_CHALLENGE A_: Copy out every line of the records that contains the string "jersey". Case counts.

_PROVIDED TEXT_:
%%

Before NELSON and SUHRHEINRICH, Circuit Judges; EDMUNDS, District Judge.* 

PER CURIAM.


Defendant Camille Todaro appeals his conviction following a jury trial on charges of structuring currency transactions to evade the reporting requirements of 31 U.S.C. § 5324(3). Defendant contends that (1) the government failed to meet its burden of proving that defendant was aware of and purposefully acted to avoid the currency transaction reporting requirement, and (2) the district court erred in denying his motion for a new trial based on post-trial testimony from a witness. For the following reasons, we AFFIRM.

In 1987 Marie Todaro, the daughter of defendant, applied for a mortgage loan on a piece of real estate she owned, located at 9120 Ranch Drive in Chesterland, Ohio. On December 21, 1987, Park View Federal Savings and Loan issued an escrow check to Marie Todaro in the amount of $47,518.06. The following day Marie Todaro returned to the savings and loan to cash the check. She was accompanied by defendant and Peter Christ, a retired executive vice-president of Park View Federal. Park View Federal administrative assistant Helen Kraynak informed the party that before cashing the check she would have to "set the vault," which would cause a fifteen minute delay, and to "fill out a CTR report." It is undisputed that Kraynak did not explain what a "CTR" was.

Christ told Kraynak, in defendant's presence, that defendant did not want cash, but "only $9,500 in cash and the rest in checks broken down in $9,500 increments and the balance as a check." When Kraynak explained that she would still have to prepare a CTR, Christ again objected, and directed Kraynak to contact Keith Swaney, an executive vice-president of the bank and Christ's son-in-law. After consulting with Swaney, Kraynak issued the loan proceeds as requested and did not submit a CTR to the Internal Revenue Service. Kraynak handed the cash and four cashier's checks to defendant, who immediately had his daughter sign the checks and return them to him. The checks were cashed on separate days between December 24, 1987 and December 29, 1987. Three were cashed at Parkview Federal; one at Huntington Bank.

In May 1988, Marie Todaro again sought a mortgage loan in the amount of $50,000 on another piece of her real estate property, located at 14940 Crestwood Road, Middlefield, Ohio. Donna Montagna, the Parkview Federal loan officer who conducted the second transaction, testified at trial that after the loan to Marie had been approved, defendant telephoned Montagna and requested that the loan proceeds be issued in the form of checks made out for $9,500. Montagna stated that she informed defendant she would have to ask the escrow department if it was possible to issue more than one check. After speaking with Bob Valerino, the senior escrow clerk, the proceeds were broken up into six separate checks, each less than $10,000. The checks were cashed on separate days between June 28, 1988 and August 2, 1988. Three of the six checks were cashed at Parkview Federal; the three remaining at two other banks.

%%

_CHALLENGE B_:
Answer these questions from the court opinion above, marking each answer to match:
(i) What was the amount of the escrow check issued to Marie Todaro on December 21, 1987?
(ii) Who was the senior escrow clerk that Donna Montagna spoke with?
(iii) Into how many separate checks were the proceeds of the May 1988 loan broken up?

_RECORDS FOR THE TASK_:
%%

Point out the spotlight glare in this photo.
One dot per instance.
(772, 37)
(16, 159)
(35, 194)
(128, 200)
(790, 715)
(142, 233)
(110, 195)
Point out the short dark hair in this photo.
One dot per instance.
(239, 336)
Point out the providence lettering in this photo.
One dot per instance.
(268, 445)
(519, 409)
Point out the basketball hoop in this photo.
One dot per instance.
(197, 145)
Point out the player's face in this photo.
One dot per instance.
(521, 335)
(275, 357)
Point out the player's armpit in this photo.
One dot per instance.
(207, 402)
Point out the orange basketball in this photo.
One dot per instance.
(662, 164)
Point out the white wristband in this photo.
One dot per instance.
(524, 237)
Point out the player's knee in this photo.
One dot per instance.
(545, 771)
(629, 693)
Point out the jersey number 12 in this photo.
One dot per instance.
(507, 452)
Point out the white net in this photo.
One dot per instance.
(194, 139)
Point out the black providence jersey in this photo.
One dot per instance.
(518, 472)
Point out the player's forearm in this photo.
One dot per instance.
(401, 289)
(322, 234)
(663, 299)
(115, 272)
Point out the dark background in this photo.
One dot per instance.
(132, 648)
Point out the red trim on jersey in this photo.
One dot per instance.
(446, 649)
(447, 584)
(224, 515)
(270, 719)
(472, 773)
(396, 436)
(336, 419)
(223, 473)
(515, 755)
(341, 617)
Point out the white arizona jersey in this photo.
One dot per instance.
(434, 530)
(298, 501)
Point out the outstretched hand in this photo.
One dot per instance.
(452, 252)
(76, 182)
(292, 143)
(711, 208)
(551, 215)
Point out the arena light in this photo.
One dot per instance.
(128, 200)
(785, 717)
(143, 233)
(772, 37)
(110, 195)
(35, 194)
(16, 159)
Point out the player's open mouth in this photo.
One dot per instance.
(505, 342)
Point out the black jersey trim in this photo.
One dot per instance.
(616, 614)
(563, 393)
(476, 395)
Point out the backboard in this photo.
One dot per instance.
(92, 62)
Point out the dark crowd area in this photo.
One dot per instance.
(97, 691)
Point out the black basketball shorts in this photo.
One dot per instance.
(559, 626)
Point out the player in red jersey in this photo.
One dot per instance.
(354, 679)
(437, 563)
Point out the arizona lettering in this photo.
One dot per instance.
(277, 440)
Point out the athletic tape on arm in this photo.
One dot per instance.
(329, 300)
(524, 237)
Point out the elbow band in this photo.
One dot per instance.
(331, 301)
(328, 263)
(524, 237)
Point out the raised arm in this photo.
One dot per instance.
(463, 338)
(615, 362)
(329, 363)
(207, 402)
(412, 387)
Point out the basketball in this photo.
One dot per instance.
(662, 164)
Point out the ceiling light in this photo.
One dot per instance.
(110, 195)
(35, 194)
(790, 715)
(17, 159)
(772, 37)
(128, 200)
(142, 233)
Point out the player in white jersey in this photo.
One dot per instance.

%%

_EXERCISE RESULT A_:
Point out the jersey number 12 in this photo.
Point out the black providence jersey in this photo.
Point out the red trim on jersey in this photo.
Point out the white arizona jersey in this photo.
Point out the black jersey trim in this photo.
Point out the player in red jersey in this photo.
Point out the player in white jersey in this photo.

_EXERCISE RESULT B_:
(i) $47,518.06
(ii) Bob Valerino
(iii) Six